Records from a data collection:

++++++

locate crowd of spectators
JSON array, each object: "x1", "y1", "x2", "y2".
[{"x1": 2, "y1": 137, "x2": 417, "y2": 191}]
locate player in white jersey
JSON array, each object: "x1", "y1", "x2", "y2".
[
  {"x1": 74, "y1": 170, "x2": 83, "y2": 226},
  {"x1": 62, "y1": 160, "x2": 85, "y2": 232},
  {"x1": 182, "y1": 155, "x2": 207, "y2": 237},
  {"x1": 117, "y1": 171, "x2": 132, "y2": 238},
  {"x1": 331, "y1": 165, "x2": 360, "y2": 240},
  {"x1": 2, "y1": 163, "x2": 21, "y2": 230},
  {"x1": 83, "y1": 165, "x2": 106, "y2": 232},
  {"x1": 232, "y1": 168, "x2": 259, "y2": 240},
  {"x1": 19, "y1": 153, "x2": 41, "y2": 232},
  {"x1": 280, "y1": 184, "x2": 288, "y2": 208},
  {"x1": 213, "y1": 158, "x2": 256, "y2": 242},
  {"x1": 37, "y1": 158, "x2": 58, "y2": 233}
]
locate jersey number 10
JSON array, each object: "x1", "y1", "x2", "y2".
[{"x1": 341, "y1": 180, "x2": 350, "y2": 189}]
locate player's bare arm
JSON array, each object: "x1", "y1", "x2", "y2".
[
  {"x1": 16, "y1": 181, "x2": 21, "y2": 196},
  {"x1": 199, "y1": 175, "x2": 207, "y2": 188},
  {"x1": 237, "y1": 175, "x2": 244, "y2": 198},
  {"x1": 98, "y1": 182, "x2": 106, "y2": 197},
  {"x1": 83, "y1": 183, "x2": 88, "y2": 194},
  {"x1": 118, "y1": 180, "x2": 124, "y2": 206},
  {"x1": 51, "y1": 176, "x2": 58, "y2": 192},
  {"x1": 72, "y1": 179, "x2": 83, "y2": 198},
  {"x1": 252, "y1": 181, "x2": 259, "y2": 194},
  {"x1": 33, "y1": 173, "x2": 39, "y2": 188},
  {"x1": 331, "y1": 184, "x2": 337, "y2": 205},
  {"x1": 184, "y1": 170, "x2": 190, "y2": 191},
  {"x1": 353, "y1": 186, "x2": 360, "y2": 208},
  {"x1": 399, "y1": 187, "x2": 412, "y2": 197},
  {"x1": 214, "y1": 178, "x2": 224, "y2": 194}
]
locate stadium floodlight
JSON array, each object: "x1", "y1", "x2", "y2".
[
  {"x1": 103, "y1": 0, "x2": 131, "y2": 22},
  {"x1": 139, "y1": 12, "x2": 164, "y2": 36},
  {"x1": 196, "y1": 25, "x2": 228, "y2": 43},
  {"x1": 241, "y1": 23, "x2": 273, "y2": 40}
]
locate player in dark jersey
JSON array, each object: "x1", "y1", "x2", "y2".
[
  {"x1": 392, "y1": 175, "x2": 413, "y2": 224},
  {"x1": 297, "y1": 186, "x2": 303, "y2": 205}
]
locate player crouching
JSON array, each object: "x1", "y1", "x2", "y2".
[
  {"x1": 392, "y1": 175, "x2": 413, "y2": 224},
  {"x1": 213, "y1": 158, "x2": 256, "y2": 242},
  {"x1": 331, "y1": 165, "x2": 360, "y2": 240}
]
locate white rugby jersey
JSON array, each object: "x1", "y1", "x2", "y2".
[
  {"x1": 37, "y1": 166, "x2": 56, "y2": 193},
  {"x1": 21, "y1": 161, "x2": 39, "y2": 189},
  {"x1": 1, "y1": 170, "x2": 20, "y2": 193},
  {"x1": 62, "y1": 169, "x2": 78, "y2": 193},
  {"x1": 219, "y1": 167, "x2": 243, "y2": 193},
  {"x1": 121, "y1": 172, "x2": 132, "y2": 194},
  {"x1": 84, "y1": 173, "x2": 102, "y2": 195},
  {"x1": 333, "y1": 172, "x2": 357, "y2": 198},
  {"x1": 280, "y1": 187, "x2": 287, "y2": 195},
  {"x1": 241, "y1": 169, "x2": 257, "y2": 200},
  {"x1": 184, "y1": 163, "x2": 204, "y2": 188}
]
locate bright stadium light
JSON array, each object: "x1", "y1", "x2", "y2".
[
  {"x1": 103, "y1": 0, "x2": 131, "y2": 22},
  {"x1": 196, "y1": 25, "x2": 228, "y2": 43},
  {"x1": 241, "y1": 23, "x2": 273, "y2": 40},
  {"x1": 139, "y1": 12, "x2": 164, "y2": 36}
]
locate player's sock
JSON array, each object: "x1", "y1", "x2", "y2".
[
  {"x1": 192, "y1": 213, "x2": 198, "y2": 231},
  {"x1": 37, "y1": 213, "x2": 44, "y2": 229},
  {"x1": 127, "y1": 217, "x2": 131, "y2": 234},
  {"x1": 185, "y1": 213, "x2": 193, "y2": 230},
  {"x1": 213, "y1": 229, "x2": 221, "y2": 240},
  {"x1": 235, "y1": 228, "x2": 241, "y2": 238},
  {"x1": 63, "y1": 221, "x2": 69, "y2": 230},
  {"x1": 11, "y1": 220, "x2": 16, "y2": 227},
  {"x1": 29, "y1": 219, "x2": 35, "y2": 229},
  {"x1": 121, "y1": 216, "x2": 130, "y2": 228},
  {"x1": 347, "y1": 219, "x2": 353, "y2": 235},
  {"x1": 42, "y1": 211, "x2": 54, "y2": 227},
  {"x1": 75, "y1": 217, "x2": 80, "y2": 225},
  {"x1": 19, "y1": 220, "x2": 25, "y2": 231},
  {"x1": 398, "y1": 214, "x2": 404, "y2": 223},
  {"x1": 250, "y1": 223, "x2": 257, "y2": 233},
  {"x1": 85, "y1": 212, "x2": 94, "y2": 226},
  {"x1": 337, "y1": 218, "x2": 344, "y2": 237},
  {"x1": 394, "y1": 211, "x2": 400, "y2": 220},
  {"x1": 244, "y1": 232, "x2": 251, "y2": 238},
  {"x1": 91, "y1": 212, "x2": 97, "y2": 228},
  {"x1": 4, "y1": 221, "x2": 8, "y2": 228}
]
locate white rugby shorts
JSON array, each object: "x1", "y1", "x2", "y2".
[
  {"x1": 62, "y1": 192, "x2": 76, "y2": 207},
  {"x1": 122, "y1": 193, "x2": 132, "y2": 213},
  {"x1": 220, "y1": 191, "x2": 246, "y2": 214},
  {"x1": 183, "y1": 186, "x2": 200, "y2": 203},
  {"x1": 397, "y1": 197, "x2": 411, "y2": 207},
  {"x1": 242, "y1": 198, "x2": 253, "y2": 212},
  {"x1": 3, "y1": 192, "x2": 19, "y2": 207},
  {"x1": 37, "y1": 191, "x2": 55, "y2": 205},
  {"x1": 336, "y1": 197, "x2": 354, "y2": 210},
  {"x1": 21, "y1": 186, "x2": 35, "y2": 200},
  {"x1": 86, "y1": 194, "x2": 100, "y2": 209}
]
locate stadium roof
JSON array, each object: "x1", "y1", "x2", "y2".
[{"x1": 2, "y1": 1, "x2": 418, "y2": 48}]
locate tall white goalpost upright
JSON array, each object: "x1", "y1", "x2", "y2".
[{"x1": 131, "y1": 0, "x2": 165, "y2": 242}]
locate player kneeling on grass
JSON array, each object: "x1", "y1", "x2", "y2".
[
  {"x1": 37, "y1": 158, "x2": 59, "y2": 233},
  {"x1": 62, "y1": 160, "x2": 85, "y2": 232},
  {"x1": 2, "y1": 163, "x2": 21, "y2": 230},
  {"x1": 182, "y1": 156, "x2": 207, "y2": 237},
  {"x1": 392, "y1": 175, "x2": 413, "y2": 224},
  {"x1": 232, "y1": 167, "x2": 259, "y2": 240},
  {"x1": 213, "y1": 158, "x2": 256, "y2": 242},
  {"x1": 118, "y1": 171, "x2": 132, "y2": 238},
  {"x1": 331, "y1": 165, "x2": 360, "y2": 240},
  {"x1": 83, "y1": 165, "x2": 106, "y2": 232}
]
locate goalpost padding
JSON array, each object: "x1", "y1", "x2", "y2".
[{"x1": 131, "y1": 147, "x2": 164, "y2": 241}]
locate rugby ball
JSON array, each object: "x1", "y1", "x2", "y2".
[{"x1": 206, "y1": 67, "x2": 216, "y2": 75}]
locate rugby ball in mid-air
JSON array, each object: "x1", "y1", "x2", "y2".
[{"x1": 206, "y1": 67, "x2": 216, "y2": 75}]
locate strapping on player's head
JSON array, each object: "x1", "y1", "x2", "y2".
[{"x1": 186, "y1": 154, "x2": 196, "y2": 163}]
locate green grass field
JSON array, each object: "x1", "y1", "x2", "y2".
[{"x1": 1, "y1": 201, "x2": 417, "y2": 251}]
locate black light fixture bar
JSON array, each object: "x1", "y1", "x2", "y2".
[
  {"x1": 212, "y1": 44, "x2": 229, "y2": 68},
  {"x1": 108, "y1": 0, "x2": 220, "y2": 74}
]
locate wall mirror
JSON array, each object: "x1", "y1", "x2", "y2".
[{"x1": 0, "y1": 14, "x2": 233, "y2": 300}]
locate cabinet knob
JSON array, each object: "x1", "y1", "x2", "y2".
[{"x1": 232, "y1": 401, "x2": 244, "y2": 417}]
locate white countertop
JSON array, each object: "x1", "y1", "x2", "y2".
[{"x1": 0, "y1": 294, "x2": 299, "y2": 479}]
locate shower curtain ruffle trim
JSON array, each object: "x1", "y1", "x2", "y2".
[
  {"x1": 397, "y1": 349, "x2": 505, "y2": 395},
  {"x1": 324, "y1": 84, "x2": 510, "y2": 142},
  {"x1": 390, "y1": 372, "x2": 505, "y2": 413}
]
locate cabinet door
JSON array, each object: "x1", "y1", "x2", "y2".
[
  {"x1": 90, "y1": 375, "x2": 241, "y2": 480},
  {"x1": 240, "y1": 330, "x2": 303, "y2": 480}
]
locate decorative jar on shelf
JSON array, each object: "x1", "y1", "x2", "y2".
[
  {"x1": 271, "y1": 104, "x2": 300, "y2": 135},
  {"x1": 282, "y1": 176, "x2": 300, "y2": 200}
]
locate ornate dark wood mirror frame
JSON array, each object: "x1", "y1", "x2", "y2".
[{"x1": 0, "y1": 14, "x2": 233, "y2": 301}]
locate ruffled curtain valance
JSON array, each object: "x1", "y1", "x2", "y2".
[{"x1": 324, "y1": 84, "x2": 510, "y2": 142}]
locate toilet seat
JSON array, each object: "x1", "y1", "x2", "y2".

++++++

All that belongs in the answer is the run of lines above from the line containing "locate player's bare arm" through the line containing "locate stadium floodlight", exactly as written.

**Task answer:**
locate player's bare arm
JSON array, each object: "x1", "y1", "x2", "y2".
[
  {"x1": 16, "y1": 181, "x2": 21, "y2": 196},
  {"x1": 199, "y1": 175, "x2": 207, "y2": 188},
  {"x1": 237, "y1": 175, "x2": 244, "y2": 198},
  {"x1": 98, "y1": 182, "x2": 106, "y2": 197},
  {"x1": 83, "y1": 183, "x2": 88, "y2": 194},
  {"x1": 118, "y1": 180, "x2": 124, "y2": 206},
  {"x1": 51, "y1": 176, "x2": 58, "y2": 192},
  {"x1": 72, "y1": 179, "x2": 83, "y2": 198},
  {"x1": 252, "y1": 181, "x2": 259, "y2": 194},
  {"x1": 33, "y1": 173, "x2": 39, "y2": 188},
  {"x1": 331, "y1": 184, "x2": 337, "y2": 205},
  {"x1": 184, "y1": 170, "x2": 190, "y2": 191},
  {"x1": 353, "y1": 186, "x2": 360, "y2": 208},
  {"x1": 399, "y1": 187, "x2": 412, "y2": 197},
  {"x1": 214, "y1": 178, "x2": 224, "y2": 194}
]
locate stadium floodlight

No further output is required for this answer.